▸ Aufgaben
1. Übersetze aus dem Text über den Vampirglauben den Satz „Es erschienen zahlreiche Dissertationen zu diesem Thema.“ ins Englische.
2. Führe den Text über den Vampirglauben dort weiter, wo er aufhört.

▸ Textauszug

━━━━━━━━

Die Meldung erregte sehr viel Aufsehen, der Vampirglaube in Osteuropa geriet im deutschsprachigen Raum aber schnell wieder in Vergessenheit. Meistens wurden in die betroffenen Dörfer Mediziner oder Geistliche gesandt, um die Vampirfälle aufzuklären. Diese exhumierten die vermeintlichen Vampire und schrieben – oftmals ausführliche – Berichte über die Plage. Außerdem sorgten sie dafür, dass alle suspekt erscheinenden Leichen enthauptet und verbrannt wurden.
Ab 1732 wurden die zahlreichen Vampirberichte unter einem anderen Gesichtspunkt betrachtet und vor allem wissenschaftlich und medizinisch untersucht. Es erschienen zahlreiche Dissertationen zu diesem Thema. 1732 fanden die Berichte über den Vampirmythos auch Gehör in der französischen sowie niederländischen Öffentlichkeit durch Veröffentlichungen der Berichte aus den Wehrdörfern in verschiedenen Zeitungen. Die in die entsprechenden Regionen geschickten Mediziner und Theologen schrieben die Todesfälle häufig einer bisher unbekannten Seuche zu. Bei zu oberflächlich begrabenen Opfern der Seuche konnte diese weiterhin übertragen werden, was das vermehrte Sterben in den Dörfern erklären sollte.

━━━━━━━━

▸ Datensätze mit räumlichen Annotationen

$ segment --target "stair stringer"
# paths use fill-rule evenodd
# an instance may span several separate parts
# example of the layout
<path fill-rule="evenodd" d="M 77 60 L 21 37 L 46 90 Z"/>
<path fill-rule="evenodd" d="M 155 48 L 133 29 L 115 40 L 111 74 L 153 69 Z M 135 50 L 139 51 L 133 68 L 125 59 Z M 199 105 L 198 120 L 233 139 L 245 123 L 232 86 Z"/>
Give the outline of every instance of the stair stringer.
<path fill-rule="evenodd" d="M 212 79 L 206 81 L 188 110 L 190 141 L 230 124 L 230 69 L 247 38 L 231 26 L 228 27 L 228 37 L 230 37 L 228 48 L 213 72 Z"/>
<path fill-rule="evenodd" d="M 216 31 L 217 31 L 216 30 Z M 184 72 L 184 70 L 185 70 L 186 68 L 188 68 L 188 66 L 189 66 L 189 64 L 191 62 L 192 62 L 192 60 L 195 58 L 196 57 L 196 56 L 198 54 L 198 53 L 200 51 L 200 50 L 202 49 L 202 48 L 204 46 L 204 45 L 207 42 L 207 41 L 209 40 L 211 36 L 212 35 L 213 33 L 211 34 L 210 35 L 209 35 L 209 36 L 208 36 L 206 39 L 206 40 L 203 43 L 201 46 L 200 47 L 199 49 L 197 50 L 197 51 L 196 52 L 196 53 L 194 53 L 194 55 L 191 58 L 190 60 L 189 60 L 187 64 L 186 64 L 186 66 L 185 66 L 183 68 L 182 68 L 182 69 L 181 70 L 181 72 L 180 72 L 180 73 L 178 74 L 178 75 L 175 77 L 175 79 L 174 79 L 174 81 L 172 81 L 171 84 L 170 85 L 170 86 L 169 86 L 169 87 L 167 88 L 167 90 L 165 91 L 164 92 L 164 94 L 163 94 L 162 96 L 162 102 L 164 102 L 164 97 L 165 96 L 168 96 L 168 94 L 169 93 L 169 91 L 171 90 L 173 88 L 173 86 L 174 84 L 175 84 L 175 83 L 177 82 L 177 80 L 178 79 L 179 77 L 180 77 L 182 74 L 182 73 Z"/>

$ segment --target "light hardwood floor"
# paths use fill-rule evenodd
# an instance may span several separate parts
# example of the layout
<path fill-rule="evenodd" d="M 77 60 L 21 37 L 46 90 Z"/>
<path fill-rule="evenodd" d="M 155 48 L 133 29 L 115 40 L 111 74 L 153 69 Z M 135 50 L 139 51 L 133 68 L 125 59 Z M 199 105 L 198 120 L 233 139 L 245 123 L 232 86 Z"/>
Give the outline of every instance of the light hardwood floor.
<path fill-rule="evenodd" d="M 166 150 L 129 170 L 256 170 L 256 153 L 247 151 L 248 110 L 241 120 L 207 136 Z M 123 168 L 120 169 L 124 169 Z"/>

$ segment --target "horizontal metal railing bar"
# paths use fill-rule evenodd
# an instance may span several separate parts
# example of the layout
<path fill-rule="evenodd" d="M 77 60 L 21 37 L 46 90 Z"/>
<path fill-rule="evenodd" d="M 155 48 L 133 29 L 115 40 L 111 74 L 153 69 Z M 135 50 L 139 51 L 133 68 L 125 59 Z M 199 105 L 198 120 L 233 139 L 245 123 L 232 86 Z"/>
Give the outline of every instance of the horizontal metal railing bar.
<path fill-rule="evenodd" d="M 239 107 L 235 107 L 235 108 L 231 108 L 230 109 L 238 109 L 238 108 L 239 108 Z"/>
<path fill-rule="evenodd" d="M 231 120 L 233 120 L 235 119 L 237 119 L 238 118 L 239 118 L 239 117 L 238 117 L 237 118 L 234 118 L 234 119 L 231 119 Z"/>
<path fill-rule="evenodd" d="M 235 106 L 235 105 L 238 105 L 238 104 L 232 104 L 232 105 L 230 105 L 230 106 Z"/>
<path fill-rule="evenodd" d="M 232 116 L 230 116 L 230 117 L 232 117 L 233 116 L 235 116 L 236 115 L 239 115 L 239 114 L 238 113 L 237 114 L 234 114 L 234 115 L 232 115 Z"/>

━━━━━━━━

▸ Lösungen
1. Numerous dissertations on this topic were published.

2.
Alle für einen „Vampir“ typischen Kennzeichen ließen sich auf natürliche Ursachen des Körpers zurückführen und erklären, so Michael Ranft, der als erster auf den Bericht von 1725 aus Kisolova reagiert hatte. Er verfasste verschiedene Traktate, so z. B. die „Dissertatio historico-critica de masticatione mortuorum in tumulis oder von dem Kauen und Schmatzen der Todten in Gräbern“. Er erklärte alle Vampirkennzeichen rational, z. B. das Kauen und Schmatzen mit Vorgängen der Fäulnis und Geräuschen des Tierfraßes, die Unverweslichkeit mit der Abhängigkeit von Umgebungseinflüssen und der Konstitution des Verstorbenen sowie das frische Blut an den Körperöffnungen der angeblichen Vampire mit rötlich gefärbtem Wasser und Sekret. Die von Medizinern und anderen Menschen angeblich erkannten Merkmale führte er auf Angst, Aberglaube und eine dadurch überspitzte Einbildungskraft zurück.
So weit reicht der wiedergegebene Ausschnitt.